What the exercise asks >>
From the records below, copy out each line that has the word "hook".

[Exercise input]

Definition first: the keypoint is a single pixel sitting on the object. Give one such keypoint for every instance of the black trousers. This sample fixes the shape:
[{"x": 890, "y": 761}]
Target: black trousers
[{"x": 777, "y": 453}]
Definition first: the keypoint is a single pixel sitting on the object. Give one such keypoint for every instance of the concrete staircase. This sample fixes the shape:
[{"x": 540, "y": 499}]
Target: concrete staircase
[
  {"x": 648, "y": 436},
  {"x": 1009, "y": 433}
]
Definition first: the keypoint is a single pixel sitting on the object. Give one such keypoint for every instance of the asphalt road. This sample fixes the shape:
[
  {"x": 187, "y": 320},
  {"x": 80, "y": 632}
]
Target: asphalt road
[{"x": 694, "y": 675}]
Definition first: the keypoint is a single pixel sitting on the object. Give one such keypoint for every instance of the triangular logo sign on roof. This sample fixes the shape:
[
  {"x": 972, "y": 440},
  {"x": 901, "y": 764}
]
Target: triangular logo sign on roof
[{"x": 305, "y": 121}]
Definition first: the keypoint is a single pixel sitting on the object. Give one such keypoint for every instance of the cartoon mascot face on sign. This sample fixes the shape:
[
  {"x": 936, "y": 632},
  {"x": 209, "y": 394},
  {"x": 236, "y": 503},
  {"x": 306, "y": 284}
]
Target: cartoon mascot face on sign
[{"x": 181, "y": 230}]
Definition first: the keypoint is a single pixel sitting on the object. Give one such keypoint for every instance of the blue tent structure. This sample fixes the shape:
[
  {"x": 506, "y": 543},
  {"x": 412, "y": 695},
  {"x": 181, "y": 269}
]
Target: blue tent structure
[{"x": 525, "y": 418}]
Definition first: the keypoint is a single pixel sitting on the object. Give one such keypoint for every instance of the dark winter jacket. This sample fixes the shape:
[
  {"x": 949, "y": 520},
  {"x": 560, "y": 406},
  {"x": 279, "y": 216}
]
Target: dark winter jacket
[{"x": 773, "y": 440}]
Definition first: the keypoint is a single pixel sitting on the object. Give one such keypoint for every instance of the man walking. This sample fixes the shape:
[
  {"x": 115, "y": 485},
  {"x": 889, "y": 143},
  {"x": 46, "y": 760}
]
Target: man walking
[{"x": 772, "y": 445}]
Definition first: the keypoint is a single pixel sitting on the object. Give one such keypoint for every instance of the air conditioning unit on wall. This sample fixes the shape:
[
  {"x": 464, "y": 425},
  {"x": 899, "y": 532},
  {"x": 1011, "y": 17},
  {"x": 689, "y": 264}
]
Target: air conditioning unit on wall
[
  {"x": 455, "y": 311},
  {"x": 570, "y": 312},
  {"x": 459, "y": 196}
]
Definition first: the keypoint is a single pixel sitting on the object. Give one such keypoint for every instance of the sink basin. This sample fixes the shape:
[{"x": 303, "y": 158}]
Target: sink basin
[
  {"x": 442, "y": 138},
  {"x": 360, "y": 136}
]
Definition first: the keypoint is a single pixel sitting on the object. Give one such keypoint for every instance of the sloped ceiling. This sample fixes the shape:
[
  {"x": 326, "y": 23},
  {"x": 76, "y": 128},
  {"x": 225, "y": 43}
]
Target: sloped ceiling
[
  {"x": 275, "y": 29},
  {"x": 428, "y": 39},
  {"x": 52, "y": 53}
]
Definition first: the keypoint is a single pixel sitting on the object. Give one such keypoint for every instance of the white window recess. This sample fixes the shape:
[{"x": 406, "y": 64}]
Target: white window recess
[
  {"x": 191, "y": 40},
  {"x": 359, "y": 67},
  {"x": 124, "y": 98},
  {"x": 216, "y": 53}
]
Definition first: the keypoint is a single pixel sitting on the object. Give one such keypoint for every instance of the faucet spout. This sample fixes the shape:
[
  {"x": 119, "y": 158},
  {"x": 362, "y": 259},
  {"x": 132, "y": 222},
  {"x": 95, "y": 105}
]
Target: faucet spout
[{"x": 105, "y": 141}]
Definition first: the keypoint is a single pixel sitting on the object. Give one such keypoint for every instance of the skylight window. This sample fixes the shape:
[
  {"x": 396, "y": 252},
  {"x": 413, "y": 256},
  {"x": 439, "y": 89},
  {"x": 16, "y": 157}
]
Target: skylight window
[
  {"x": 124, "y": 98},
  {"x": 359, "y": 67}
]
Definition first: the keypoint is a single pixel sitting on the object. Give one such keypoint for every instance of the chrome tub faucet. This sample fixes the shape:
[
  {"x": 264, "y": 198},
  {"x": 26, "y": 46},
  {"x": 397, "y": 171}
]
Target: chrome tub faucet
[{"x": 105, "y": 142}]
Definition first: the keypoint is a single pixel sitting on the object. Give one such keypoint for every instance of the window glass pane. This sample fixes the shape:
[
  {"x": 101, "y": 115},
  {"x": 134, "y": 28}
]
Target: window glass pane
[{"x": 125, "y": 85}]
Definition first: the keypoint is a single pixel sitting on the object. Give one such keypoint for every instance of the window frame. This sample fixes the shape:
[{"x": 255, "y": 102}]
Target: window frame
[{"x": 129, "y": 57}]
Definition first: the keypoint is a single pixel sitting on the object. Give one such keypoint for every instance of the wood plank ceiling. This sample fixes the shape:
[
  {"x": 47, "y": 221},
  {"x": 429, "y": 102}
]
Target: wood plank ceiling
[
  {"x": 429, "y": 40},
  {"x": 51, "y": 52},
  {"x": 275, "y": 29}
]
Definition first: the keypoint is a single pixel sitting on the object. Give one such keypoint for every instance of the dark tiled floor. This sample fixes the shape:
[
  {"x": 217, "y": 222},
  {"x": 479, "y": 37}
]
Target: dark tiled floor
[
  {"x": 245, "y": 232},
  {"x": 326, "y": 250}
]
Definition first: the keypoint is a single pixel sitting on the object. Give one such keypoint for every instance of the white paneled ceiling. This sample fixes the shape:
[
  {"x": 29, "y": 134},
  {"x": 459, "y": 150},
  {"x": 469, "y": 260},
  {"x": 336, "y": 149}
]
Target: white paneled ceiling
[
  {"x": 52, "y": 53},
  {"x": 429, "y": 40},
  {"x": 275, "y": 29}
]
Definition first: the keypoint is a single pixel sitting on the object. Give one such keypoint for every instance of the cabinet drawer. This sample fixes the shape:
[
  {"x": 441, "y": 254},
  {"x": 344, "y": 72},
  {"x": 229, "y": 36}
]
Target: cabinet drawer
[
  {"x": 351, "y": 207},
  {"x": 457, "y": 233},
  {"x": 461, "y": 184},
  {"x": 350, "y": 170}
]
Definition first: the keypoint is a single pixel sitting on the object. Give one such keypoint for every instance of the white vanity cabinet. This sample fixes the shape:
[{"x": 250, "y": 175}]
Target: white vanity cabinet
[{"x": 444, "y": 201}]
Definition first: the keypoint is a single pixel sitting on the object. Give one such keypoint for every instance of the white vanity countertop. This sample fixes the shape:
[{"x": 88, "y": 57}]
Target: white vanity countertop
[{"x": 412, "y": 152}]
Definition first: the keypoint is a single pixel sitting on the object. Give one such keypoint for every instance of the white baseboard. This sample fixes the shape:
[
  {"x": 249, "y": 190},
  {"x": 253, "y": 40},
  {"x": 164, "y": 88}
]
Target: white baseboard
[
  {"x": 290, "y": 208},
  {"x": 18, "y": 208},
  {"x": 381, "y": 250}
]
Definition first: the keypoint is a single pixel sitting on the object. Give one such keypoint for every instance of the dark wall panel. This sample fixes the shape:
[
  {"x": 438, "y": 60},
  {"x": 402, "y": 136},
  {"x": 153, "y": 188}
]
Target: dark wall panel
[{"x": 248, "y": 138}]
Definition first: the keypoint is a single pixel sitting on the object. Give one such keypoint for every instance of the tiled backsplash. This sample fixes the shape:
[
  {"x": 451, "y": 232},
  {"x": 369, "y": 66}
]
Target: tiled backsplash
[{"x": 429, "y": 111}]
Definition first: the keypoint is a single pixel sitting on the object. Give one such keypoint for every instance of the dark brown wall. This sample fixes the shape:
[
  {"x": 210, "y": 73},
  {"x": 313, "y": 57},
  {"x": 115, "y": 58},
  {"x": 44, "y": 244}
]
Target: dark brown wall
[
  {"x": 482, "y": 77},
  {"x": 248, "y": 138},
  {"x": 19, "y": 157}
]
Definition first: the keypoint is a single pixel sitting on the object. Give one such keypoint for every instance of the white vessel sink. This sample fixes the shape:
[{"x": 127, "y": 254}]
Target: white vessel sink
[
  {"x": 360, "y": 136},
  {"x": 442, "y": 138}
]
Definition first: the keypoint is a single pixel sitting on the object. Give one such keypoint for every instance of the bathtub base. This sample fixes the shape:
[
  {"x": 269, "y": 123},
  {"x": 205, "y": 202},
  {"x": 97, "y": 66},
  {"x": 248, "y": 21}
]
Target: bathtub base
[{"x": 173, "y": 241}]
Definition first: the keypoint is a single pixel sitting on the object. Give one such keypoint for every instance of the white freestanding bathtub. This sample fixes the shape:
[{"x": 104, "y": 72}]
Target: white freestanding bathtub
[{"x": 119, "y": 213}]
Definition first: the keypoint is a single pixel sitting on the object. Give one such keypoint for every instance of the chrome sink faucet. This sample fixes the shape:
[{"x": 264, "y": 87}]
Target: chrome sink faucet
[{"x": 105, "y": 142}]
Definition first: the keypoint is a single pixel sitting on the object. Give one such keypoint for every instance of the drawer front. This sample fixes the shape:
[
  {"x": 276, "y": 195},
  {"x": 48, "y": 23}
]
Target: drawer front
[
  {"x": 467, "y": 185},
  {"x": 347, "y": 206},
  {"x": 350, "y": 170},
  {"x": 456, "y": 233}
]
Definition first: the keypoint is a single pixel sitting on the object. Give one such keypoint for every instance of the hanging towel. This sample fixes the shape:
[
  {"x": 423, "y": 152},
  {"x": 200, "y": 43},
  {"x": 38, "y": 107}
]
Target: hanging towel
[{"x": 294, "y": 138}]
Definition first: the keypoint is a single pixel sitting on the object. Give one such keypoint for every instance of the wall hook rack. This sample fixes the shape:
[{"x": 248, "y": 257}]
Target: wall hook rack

[/Exercise input]

Exercise result >>
Definition first: the keypoint is a single pixel sitting on the object. Give one such keypoint for every instance of the wall hook rack. This sample fixes the shape:
Target: wall hook rack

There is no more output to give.